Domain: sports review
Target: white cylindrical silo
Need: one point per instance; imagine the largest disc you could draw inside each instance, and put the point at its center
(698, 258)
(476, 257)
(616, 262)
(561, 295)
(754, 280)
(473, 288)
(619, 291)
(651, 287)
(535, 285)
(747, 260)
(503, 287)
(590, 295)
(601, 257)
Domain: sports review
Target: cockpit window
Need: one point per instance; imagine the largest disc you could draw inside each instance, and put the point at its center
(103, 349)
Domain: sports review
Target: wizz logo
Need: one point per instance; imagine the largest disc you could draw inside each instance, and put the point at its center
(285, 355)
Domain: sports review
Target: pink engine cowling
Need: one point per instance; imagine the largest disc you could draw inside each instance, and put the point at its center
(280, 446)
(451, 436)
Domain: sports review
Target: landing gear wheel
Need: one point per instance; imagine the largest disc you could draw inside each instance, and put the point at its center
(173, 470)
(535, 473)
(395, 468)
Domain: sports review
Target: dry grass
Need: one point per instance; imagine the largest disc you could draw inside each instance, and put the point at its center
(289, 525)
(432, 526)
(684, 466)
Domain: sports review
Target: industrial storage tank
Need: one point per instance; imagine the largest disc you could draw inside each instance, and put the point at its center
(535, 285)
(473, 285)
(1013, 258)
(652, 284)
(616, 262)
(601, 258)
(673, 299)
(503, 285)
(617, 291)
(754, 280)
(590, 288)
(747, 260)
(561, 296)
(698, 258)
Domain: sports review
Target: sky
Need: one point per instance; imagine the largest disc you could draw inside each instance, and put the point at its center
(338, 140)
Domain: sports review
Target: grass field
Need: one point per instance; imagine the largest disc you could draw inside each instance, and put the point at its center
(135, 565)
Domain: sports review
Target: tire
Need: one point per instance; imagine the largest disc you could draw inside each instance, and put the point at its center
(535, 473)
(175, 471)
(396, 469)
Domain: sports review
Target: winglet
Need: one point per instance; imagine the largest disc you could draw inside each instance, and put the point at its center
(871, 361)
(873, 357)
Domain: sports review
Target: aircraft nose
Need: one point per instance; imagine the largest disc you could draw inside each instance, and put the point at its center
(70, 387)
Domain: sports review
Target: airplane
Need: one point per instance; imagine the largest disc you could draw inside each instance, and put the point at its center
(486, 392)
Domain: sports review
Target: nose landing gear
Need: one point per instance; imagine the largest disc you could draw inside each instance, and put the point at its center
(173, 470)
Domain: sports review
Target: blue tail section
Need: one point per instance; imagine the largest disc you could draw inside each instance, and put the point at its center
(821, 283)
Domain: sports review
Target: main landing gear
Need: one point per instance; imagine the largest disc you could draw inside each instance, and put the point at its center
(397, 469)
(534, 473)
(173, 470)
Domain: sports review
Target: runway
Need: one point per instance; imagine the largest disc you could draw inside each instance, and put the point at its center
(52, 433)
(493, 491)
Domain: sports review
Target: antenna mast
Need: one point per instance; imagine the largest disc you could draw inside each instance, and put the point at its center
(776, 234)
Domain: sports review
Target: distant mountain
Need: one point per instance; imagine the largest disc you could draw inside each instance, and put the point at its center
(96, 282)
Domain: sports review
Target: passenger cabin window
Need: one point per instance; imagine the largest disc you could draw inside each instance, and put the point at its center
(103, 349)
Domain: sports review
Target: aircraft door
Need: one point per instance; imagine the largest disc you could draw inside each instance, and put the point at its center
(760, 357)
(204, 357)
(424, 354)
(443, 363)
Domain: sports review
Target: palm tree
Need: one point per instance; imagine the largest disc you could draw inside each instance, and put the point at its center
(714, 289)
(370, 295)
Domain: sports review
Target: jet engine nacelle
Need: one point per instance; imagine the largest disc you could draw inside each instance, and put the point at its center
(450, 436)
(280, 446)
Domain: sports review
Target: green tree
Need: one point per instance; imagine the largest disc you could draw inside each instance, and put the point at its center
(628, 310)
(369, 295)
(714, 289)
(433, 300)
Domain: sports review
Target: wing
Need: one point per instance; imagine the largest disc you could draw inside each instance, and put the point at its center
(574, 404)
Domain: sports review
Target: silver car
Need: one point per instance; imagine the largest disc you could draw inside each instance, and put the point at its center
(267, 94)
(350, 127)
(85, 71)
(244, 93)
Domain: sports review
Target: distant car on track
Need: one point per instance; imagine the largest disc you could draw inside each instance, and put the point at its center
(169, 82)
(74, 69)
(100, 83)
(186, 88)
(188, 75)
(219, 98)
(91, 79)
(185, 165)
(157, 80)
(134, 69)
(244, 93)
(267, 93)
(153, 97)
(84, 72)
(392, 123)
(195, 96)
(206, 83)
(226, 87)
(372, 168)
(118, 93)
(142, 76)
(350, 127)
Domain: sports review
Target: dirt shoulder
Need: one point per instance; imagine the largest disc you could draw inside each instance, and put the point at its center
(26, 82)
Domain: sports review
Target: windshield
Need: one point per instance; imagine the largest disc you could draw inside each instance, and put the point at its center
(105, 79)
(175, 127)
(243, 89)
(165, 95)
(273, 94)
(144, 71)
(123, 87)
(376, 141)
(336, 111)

***

REQUIREMENTS: Print every entry exactly as written.

RESULT OF THIS EXERCISE:
Domain: sports review
Target: white cylindrical silo
Need: one point per instance; imagine the largest disc you could draw inside each instance, and put the point at its center
(698, 258)
(476, 257)
(616, 262)
(561, 295)
(754, 280)
(473, 288)
(619, 291)
(651, 287)
(535, 285)
(747, 260)
(503, 287)
(590, 295)
(601, 257)
Domain: sports review
Target: cockpit window
Need: one point per instance; imagine the largest disc you could draw inside each instance, and put the point at its center
(103, 349)
Domain: sports review
Target: wizz logo
Need: one point per instance; imagine the largest disc you could draw inside each instance, and put the point at its center
(285, 355)
Domain: sports review
Target: pink engine cowling
Need: one point per instance; imagine the largest disc you could draw inside each instance, and put the point at its center
(280, 446)
(451, 436)
Domain: sports review
Target: landing gear wheel
Need: one point per instance; imagine the largest disc you could draw inside each instance, and put the point at its center
(173, 470)
(535, 473)
(395, 468)
Domain: sports review
Target: dry grass
Need: one point per instance; imagine the largest disc you could draw inside each instance, and put the point at its center
(289, 525)
(432, 526)
(684, 466)
Domain: sports review
Target: industrial storage tank
Need: one point per instance; imagine the largest disc you could draw inside each instance, and put the point at its center
(535, 285)
(473, 285)
(1013, 258)
(652, 284)
(616, 262)
(601, 258)
(673, 299)
(503, 285)
(617, 291)
(754, 280)
(590, 288)
(747, 260)
(561, 296)
(698, 258)
Domain: sports review
Target: sky
Need: one point per instance; imagine the largest disc you could draw inside each instance, and put the point at its center
(338, 140)
Domain: sports review
Target: grass field
Need: one point per instance; imagine the largest disc you could draw inside each instance, and put the point at its center
(135, 565)
Domain: sports review
Target: tire
Need: one point per instance; imagine the largest disc you could draw inside each instance, and put the point at its center
(535, 473)
(175, 471)
(396, 469)
Domain: sports review
Target: winglet
Need: one point per instance; imagine the largest disc you could draw inside each instance, and put the point at its center
(871, 361)
(873, 357)
Domain: sports review
Target: aircraft nose
Need: one point per instance; imagine the largest disc you could draw inside each instance, and put the point at its center
(70, 387)
Domain: sports review
Target: airplane
Need: one point per instance; imagine the largest disc you could draw inside each instance, and put the point at its center
(486, 392)
Domain: sports review
Target: nose landing gear
Need: one point per instance; imagine the largest disc you could draw inside each instance, and put the point at its center
(173, 470)
Domain: sports review
Target: blue tail section
Need: one point per instance; imagine the largest disc you could draw inside each instance, and put the point at its center
(821, 283)
Domain: sports review
Target: main landing gear
Need: one point per instance; imagine the largest disc you could draw inside each instance, and put the point at its center
(397, 469)
(534, 473)
(173, 470)
Domain: sports review
Target: runway
Need: one point per instance; imagine the largest disc you could draw inside each instance, and put the point at its center
(52, 433)
(493, 491)
Domain: sports review
Target: antenna mast
Need: one point per instance; imagine the largest disc you could draw inside each instance, and put the point at its center
(776, 234)
Domain: sports review
Target: distant mountain
Need: one point per instance; imagine the largest disc you could draw inside each instance, and put the point at its center
(96, 282)
Domain: sports review
Target: passenger cabin window
Need: one point per instance; imagine the largest disc you could draw inside each instance, and put the point at its center
(103, 349)
Domain: sports review
Target: aircraft door
Need: one point per instance; imagine the largest disc you could draw inside each instance, and put the point at its center
(760, 357)
(204, 357)
(424, 354)
(443, 363)
Domain: sports review
Target: palm tree
Need: one point per instance; imagine the largest disc you could draw inside each instance, and put the point at its center
(714, 289)
(370, 295)
Domain: sports review
Target: jet engine nacelle
Need: one point per instance; imagine the largest disc you could draw inside each instance, and put the point at its center
(450, 436)
(280, 446)
Domain: sports review
Target: green tree
Need: one point per instance; imagine the largest disc you could draw inside each instance, and put the point at its center
(628, 310)
(369, 295)
(714, 289)
(433, 300)
Domain: sports review
Target: wing
Need: one point per instance; imagine the largest disc you could draw inside each instance, and put the point at its center
(574, 404)
Domain: sports review
Target: silver car
Need: one point per instance; imagine the largest disc you could draw inside each instance, and put the point at its center
(267, 94)
(350, 127)
(85, 71)
(244, 93)
Domain: sports review
Target: distant car on track
Need: one point per instance; imagine the largest disc you could draw inside each instance, and put the point at its center
(169, 82)
(74, 69)
(100, 83)
(186, 88)
(188, 75)
(219, 98)
(91, 79)
(185, 165)
(157, 80)
(134, 69)
(244, 93)
(267, 93)
(153, 97)
(84, 72)
(392, 123)
(195, 96)
(206, 83)
(226, 87)
(372, 168)
(118, 93)
(142, 76)
(350, 127)
Domain: sports review
Target: dirt shoulder
Need: one point per instance; imagine the largest disc you could draw inside each instance, and put the point at its center
(26, 82)
Domain: sports review
Target: windshield
Need: one point per instance; imagine the largest disc you could draw inside each instance, and put the point at its center
(105, 79)
(175, 127)
(243, 89)
(165, 95)
(273, 94)
(144, 71)
(123, 87)
(376, 141)
(336, 111)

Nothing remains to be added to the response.